## Exercise prompt
All the data should come back exactly as it was given.

## Records to process
______

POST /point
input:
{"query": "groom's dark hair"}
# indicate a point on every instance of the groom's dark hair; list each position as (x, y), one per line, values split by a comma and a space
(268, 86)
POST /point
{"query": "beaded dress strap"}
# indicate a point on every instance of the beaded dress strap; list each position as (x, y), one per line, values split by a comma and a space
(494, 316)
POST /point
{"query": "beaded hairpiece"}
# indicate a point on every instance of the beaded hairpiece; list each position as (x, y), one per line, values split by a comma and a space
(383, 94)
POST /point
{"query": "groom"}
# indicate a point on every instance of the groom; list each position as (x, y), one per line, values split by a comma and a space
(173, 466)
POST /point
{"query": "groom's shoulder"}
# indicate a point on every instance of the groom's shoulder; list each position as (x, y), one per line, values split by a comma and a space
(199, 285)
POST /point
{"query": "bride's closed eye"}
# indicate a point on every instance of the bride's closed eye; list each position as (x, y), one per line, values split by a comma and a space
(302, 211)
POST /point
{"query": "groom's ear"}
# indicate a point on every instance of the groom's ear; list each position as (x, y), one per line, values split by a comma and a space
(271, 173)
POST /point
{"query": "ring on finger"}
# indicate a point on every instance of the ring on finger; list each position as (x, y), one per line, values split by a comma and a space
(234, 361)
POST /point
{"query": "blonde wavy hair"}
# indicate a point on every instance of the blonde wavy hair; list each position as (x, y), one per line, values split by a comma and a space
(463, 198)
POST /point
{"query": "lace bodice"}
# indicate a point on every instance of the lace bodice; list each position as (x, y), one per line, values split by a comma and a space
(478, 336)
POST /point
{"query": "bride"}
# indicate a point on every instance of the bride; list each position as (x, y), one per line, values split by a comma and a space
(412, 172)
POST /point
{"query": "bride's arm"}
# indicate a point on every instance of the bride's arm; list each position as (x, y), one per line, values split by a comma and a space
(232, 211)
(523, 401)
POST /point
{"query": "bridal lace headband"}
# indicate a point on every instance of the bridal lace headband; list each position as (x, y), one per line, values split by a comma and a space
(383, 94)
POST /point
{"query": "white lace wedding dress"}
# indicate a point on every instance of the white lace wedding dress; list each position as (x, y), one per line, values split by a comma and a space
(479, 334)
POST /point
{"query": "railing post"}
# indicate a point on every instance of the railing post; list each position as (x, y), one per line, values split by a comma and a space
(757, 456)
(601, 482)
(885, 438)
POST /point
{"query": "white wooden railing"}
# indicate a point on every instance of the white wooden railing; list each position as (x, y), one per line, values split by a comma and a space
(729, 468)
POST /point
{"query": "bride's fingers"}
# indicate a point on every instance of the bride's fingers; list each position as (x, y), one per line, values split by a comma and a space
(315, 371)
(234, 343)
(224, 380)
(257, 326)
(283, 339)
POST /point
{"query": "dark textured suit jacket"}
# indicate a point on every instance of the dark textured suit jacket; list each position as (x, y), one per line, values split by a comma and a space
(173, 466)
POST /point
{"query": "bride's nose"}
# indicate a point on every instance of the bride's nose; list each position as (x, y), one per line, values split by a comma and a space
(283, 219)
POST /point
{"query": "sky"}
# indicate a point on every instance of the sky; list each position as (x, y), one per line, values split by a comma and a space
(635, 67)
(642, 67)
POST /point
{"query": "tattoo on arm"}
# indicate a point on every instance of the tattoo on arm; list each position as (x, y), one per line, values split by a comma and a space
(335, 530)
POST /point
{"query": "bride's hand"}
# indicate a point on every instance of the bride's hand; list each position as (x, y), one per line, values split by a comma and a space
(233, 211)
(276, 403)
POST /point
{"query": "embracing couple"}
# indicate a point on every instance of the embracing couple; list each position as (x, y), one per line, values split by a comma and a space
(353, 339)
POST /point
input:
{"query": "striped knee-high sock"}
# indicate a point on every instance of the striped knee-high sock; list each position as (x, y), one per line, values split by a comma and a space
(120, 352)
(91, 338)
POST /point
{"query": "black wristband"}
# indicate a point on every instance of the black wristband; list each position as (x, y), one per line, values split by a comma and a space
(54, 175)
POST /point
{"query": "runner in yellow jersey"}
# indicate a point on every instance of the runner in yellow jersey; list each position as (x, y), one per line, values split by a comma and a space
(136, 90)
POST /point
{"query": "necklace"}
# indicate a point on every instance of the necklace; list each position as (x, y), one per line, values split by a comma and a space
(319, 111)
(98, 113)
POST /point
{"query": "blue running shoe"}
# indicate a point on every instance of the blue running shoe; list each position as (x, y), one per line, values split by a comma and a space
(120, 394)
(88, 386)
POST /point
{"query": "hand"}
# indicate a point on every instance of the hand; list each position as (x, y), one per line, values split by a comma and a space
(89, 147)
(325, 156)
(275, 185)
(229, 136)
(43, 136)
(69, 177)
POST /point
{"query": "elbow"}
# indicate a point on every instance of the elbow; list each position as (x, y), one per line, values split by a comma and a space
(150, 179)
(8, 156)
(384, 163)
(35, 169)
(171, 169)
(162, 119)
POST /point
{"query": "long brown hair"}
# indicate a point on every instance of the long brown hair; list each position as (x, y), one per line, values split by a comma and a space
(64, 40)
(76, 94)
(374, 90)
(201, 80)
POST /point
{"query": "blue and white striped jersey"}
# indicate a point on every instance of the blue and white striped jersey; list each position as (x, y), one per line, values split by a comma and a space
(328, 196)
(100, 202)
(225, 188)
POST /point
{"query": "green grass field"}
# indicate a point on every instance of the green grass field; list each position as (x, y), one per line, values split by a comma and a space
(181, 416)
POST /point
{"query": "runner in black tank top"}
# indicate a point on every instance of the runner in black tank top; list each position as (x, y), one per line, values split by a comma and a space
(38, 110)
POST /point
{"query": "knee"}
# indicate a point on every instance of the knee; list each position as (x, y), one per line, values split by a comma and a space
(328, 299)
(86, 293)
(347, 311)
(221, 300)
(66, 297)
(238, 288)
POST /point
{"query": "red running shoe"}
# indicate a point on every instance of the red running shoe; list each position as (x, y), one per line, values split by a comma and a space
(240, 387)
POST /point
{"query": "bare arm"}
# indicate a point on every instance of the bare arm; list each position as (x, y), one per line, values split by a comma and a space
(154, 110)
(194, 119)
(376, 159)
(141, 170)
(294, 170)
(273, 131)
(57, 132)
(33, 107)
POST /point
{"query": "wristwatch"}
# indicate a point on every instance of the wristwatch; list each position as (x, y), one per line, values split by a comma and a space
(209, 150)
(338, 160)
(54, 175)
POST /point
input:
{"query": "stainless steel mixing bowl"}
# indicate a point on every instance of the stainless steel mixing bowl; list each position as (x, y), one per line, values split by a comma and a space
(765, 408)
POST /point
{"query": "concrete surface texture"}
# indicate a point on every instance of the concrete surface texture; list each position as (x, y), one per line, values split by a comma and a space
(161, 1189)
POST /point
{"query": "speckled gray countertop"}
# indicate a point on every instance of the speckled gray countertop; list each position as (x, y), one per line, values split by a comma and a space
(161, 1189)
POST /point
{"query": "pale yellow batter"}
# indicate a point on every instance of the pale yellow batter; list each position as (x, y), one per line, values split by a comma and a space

______

## Finished exercise
POST /point
input:
{"query": "groom's dark hair"}
# indicate a point on every instance of the groom's dark hair; list each position as (x, y), one per line, values split by a comma and a space
(268, 86)
POST /point
{"query": "beaded dress strap"}
# indicate a point on every instance of the beaded dress strap; list each position as (x, y), one per line, values split by a comma and a space
(494, 316)
POST /point
{"query": "beaded hairpiece"}
# indicate a point on every instance of the beaded hairpiece; list each position as (x, y), one per line, values split by a comma and a space
(383, 94)
POST /point
{"query": "groom"}
# indicate a point on every instance of the groom; list each position as (x, y), one per line, values split by a comma and a space
(173, 466)
POST /point
{"query": "groom's shoulder"}
# indicate a point on every instance of the groom's shoulder; list each position as (x, y), one per line, values split by a comma and a space
(199, 285)
POST /point
{"query": "bride's closed eye"}
# indicate a point on every instance of the bride's closed eye; list each position as (x, y), one per line, values split by a comma and a space
(302, 211)
POST /point
{"query": "groom's ear"}
# indicate a point on every instance of the groom's ear; list each position as (x, y), one per line, values split by a comma and a space
(271, 173)
POST /point
{"query": "ring on finger"}
# indicate a point on every instance of the ring on finger; list each position as (x, y), one per line, values split by a comma and a space
(234, 361)
POST /point
{"query": "blonde wavy hair"}
# indicate a point on every instance of the blonde wavy hair; list each position as (x, y), one per line, values split by a comma and a space
(463, 198)
POST /point
{"query": "lace bodice"}
# indicate a point on every instance of the lace bodice; list each position as (x, y), one per line, values split by a comma and a space
(478, 336)
POST /point
{"query": "bride"}
# indicate a point on every instance of the bride; list each position as (x, y), one per line, values split by a comma and a space
(412, 172)
POST /point
{"query": "bride's arm"}
# indicate a point on every instance of the bride's arm; list each position as (x, y), one per line, values split by a comma and a space
(232, 211)
(523, 401)
POST /point
{"query": "bridal lace headband"}
# indicate a point on every instance of the bridal lace headband; list each position as (x, y), one per line, values split by a comma and a space
(383, 94)
POST /point
{"query": "white lace wedding dress"}
# indicate a point on every instance of the white lace wedding dress; list each position as (x, y), one per line, values split by a comma and a space
(479, 334)
POST /point
{"query": "railing post"}
# indicate a point on every instance of the railing post; list each position as (x, y), one per line, values split by a comma and a space
(757, 456)
(601, 482)
(885, 438)
POST /point
{"query": "white wooden railing"}
# indicate a point on every instance of the white wooden railing; list each position as (x, y), one per line, values split by a comma and a space
(729, 468)
POST /point
{"query": "bride's fingers"}
# indicate a point on every instance of the bride's fingers; list each position as (x, y), one per line, values split by a comma and a space
(315, 371)
(234, 343)
(224, 380)
(257, 326)
(283, 339)
POST /point
{"query": "dark textured suit jacket"}
# indicate a point on every instance of the dark textured suit jacket; list each position as (x, y), one per line, values split by a comma and a space
(173, 466)
POST /point
{"query": "bride's nose"}
# indicate a point on every instance of the bride's nose; list each position as (x, y), one per line, values split by a comma and a space
(283, 219)
POST /point
{"query": "sky"}
# indicate a point on every instance of the sky; list each position as (x, y), one per line, values split by a comma and a space
(635, 67)
(642, 67)
POST /point
{"query": "tattoo on arm"}
# indicate a point on every instance of the tattoo on arm; list each position as (x, y), one per line, values split by a comma and a space
(335, 530)
POST /point
{"query": "bride's hand"}
# indicate a point on every instance of the bride's hand; list each position as (x, y), one per line, values split by a comma and a space
(233, 211)
(276, 403)
POST /point
{"query": "embracing couple"}
# indicate a point on every instance of the embracing couple; list each position as (x, y), one per line, values split by a comma and a space
(353, 339)
POST /point
input:
{"query": "striped knee-high sock"}
# indicate a point on every instance of the striped knee-high sock; list each position as (x, y), one per line, values split by a comma and a space
(120, 352)
(91, 338)
POST /point
{"query": "black wristband"}
# indicate a point on every instance of the black wristband; list each position as (x, y), one per line, values split by a comma and a space
(54, 175)
POST /point
{"query": "runner in yellow jersey"}
# indicate a point on every instance of the runner in yellow jersey; list each position as (x, y), one per line, values split by a comma and a space
(136, 90)
POST /point
{"query": "necklace"}
# indicate a point on every instance of the necklace; list each position as (x, y), one per line, values split by a comma and a space
(319, 111)
(98, 113)
POST /point
{"query": "blue running shoe"}
# indicate a point on every instance of the blue running shoe; list each position as (x, y), one per line, values split by a comma and a space
(120, 394)
(88, 386)
POST /point
{"query": "hand"}
# indicate a point on every instance of the hand; list each position as (x, y), one per line, values split by a comma and a space
(89, 147)
(325, 156)
(275, 185)
(229, 136)
(43, 136)
(69, 177)
POST /point
{"query": "elbow"}
# indicate a point on every instance of the elbow; list each position as (x, y), one per line, values split by a comma and a space
(150, 179)
(8, 156)
(384, 163)
(35, 169)
(171, 169)
(162, 119)
POST /point
{"query": "long brown hair"}
# indicate a point on every instance of the long brown hair; list each position as (x, y), one per line, values split by a comma and a space
(64, 40)
(76, 94)
(374, 90)
(201, 80)
POST /point
{"query": "blue and white striped jersey"}
# indicate a point on every instance of the blue and white striped jersey; list each position as (x, y), one per line, values split by a comma and a space
(328, 196)
(100, 202)
(225, 188)
POST /point
{"query": "green grass field"}
# indicate a point on every instance of the green grass field; list each position as (x, y), one per line, values split by a comma and a space
(181, 416)
POST /point
{"query": "runner in black tank top"}
# indicate a point on every instance of the runner in black tank top; list each position as (x, y), one per line, values split by a comma and a space
(38, 110)
POST /point
{"query": "knee"}
# indicate a point on every instance of the knee; list each position as (x, y), one per line, values split by a comma and a space
(328, 299)
(86, 293)
(347, 311)
(221, 300)
(66, 297)
(238, 288)
POST /point
{"query": "red running shoe"}
# indicate a point on every instance of the red running shoe; list each position as (x, y), one per line, values split by a comma and a space
(240, 387)
POST /point
{"query": "bare arm"}
# indicate a point on every instance of the bare arm; list each position as (x, y), one per line, values split by a comma and a space
(154, 110)
(194, 119)
(376, 159)
(141, 170)
(294, 170)
(273, 131)
(57, 132)
(33, 107)
POST /point
{"query": "wristwatch"}
# indicate a point on every instance of the wristwatch; list each position as (x, y), one per line, values split by a comma and a space
(209, 150)
(338, 160)
(54, 175)
POST /point
input:
{"query": "stainless steel mixing bowl"}
# indicate a point on every instance of the stainless steel mixing bowl; list each position as (x, y), one per line, values split by a comma and a space
(765, 408)
POST /point
{"query": "concrete surface texture"}
# indicate a point on every instance of the concrete surface texture; list each position as (x, y), one per line, values split by a comma and a space
(161, 1189)
POST /point
{"query": "speckled gray countertop"}
# indicate a point on every instance of the speckled gray countertop; list each position as (x, y), one per line, values split by a comma and a space
(161, 1189)
POST /point
{"query": "pale yellow batter"}
# indicate a point on every instance of the pale yellow batter; list each position as (x, y), one per line, values split by a comma and a space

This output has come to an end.